#### Extracted material
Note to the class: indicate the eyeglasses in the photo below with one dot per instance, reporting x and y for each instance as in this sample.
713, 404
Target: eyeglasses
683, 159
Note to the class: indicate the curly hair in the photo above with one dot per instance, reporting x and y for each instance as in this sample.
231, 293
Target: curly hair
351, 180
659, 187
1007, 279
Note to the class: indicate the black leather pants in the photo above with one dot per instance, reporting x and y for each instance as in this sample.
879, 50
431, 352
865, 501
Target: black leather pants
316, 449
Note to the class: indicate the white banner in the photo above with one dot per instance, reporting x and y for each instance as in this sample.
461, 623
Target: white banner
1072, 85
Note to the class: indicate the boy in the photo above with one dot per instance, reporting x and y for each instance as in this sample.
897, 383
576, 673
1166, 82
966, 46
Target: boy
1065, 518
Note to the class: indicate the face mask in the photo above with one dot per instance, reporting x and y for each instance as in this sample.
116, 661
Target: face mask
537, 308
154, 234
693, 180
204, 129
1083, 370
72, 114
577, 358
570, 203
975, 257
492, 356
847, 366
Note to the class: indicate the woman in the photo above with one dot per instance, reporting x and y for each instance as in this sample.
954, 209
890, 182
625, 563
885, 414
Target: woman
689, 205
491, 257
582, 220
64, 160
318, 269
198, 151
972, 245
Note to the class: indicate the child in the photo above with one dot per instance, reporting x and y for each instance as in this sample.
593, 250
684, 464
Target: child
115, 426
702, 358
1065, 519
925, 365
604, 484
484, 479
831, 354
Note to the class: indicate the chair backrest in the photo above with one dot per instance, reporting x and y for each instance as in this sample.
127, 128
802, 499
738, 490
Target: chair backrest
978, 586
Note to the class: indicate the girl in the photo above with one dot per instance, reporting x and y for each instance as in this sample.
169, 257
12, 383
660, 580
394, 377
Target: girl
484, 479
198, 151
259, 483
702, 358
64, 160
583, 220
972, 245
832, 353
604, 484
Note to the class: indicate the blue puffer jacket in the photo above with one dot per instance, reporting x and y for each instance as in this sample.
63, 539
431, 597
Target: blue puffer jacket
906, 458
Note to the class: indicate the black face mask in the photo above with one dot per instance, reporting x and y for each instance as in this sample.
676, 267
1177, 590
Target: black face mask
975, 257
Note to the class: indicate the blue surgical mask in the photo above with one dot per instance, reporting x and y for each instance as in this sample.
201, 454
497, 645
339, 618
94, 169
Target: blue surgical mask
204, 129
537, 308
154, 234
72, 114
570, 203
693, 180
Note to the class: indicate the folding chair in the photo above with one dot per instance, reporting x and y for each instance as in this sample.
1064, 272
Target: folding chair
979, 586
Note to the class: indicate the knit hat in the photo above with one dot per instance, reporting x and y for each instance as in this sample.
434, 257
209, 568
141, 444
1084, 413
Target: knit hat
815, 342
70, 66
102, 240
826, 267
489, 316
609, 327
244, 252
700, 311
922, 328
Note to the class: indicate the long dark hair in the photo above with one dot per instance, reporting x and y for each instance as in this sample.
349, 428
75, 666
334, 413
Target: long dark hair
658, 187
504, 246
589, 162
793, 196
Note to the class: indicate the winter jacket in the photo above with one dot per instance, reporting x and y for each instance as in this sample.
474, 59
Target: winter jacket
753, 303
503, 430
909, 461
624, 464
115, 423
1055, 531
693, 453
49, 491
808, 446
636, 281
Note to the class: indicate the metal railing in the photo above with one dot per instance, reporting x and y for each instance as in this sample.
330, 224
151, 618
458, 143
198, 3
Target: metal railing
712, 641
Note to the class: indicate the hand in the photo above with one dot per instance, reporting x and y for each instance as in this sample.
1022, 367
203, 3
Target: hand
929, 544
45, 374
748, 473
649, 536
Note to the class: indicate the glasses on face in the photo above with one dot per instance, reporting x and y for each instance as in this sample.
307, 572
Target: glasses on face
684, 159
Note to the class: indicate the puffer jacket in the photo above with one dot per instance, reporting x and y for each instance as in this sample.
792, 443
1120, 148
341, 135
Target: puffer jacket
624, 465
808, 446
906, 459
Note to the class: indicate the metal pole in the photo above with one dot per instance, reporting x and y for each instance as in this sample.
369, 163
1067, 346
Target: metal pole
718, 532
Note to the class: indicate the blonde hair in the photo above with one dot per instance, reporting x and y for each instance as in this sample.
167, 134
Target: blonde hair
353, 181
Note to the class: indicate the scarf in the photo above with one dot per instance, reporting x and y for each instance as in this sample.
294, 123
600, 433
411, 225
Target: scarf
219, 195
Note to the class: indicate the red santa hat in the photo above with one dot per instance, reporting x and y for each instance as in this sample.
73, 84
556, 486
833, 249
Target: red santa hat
########
■ **What you should do**: Give the entries once more, exactly as they appear.

■ **Task result**:
Note to the class: indicate the eyeglasses in the photo below with one dot per instance, reporting x and y for each instance as in this sample.
713, 404
Target: eyeglasses
683, 159
Note to the class: indicate the curly hair in the photo above with one dot per instance, reporting x and y for each instance as in this sample.
231, 293
Target: curly hair
351, 180
659, 187
1007, 279
Note to the class: indicate the black leather pants in the photo above with one dot per instance, reporting x and y for each instance as in this sample.
879, 50
431, 352
865, 501
Target: black leather pants
316, 449
Note to the class: indicate the white banner in the photo above with one dot per instance, reporting x and y for each instance as in this sample.
461, 623
Target: white banner
1072, 85
Note to the class: indicate the boy in the photo above with one dot per instance, reporting x and y for each instance as in this sample.
897, 383
576, 673
1166, 82
966, 46
Target: boy
1065, 518
Note to the class: indicate the face mask in the photo above with one dot per instance, reporting x and y for each instance as in this sample.
116, 661
Target: face mask
537, 308
154, 234
693, 180
204, 129
1083, 370
72, 114
577, 358
570, 203
975, 257
492, 356
847, 366
Note to the class: indicate the woman in the photo above with one dot per instance, reporting x and y for each instance as in this sample.
954, 209
890, 182
625, 563
885, 414
Target: woman
689, 205
491, 257
582, 220
64, 160
318, 269
198, 151
972, 245
Note to the class: indicate the child in the photo above with one dot per instance, reporting x and y for each instance as in this sample.
593, 250
684, 464
Target: child
115, 426
702, 358
1065, 519
925, 365
604, 484
484, 479
831, 354
Note to the class: indicate the chair backrest in the photo above with one dot per instance, reporting x and y for each instance as in this sample.
127, 128
802, 499
738, 490
Target: chair backrest
978, 586
Note to the class: indicate the girl in the photo above with one dot per instance, reporting x and y for each instance as in this sample.
169, 257
12, 383
660, 580
394, 377
Target: girl
484, 479
198, 151
259, 483
702, 358
64, 160
583, 220
972, 245
832, 353
604, 484
Note to the class: indicate the blue puffer jacket in the photo above with one dot per instance, reporting x and y for each instance as in this sample.
63, 539
431, 597
Target: blue puffer jacket
906, 458
Note to the class: indicate the black face mask in the photo above with one dot per instance, reporting x and y for each instance as in this sample.
676, 267
1177, 590
Target: black face mask
975, 257
Note to the class: indicate the blue surgical mask in the photo above with one dot per instance, reporting x and y for each instance as in this sample.
201, 454
497, 645
339, 618
94, 169
Target: blue surgical mask
204, 129
537, 308
154, 234
72, 114
570, 203
693, 180
Note to the class: indicate the folding chair in the photo above with one dot per instance, reporting x and y for each instance as in this sample.
1064, 272
Target: folding chair
979, 586
Note to the class: indicate the knit hat in the photo above with one dot per instance, reporting x and y for each instance as in this sample.
434, 257
209, 568
141, 444
1084, 413
Target: knit hat
815, 342
70, 66
102, 240
826, 267
489, 316
609, 327
244, 252
700, 311
922, 328
Note to the class: indicate the long dark hair in the photo above with one dot per instance, reporting x and y for each instance as in this sample.
349, 428
75, 666
334, 413
Target: long dark hair
658, 187
504, 246
589, 162
793, 196
Note to the class: indicate the winter jacket in the photo above with one dot per instance, reporting x and y for each instance as in this sample.
474, 59
Target: winter jacket
753, 303
503, 430
909, 461
624, 464
115, 423
1055, 531
693, 453
49, 491
808, 446
636, 281
Note to the class: indicate the metal railing in the photo above with one dot per instance, reporting x and y for each instance as in this sample.
330, 224
151, 618
458, 143
198, 3
Target: metal railing
712, 641
Note to the class: indicate the hand in the photo above with one dot per instance, reporting x and y for each instance as in this sample.
1022, 367
203, 3
Target: hand
929, 544
45, 374
748, 473
649, 536
Note to the class: indicate the glasses on face in the photo above with one dot per instance, reporting x and y for each instance as in this sample.
307, 572
Target: glasses on face
684, 159
Note to the class: indicate the puffer jacket in the photo above with one dot per instance, reporting x and y for each instance as in this sample.
792, 443
1120, 148
341, 135
Target: puffer jacket
624, 465
808, 446
906, 459
Note to the class: indicate the metal pole in the photo above with one dot per instance, reporting x and y for each instance as in this sample.
369, 163
1067, 346
Target: metal pole
718, 532
Note to the class: indicate the blonde hair in the photo above with one dot per instance, reporting x and y for each instance as in this sample.
167, 134
Target: blonde hair
353, 181
Note to the class: indicate the scarf in the photo above with one dot per instance, reporting x and y for each instance as in this sample.
294, 123
600, 433
411, 225
Target: scarf
219, 195
Note to the class: indicate the red santa hat in the photo above with one dot per instance, reporting x and y for each instance as in this sample.
73, 84
556, 486
833, 249
Target: red santa hat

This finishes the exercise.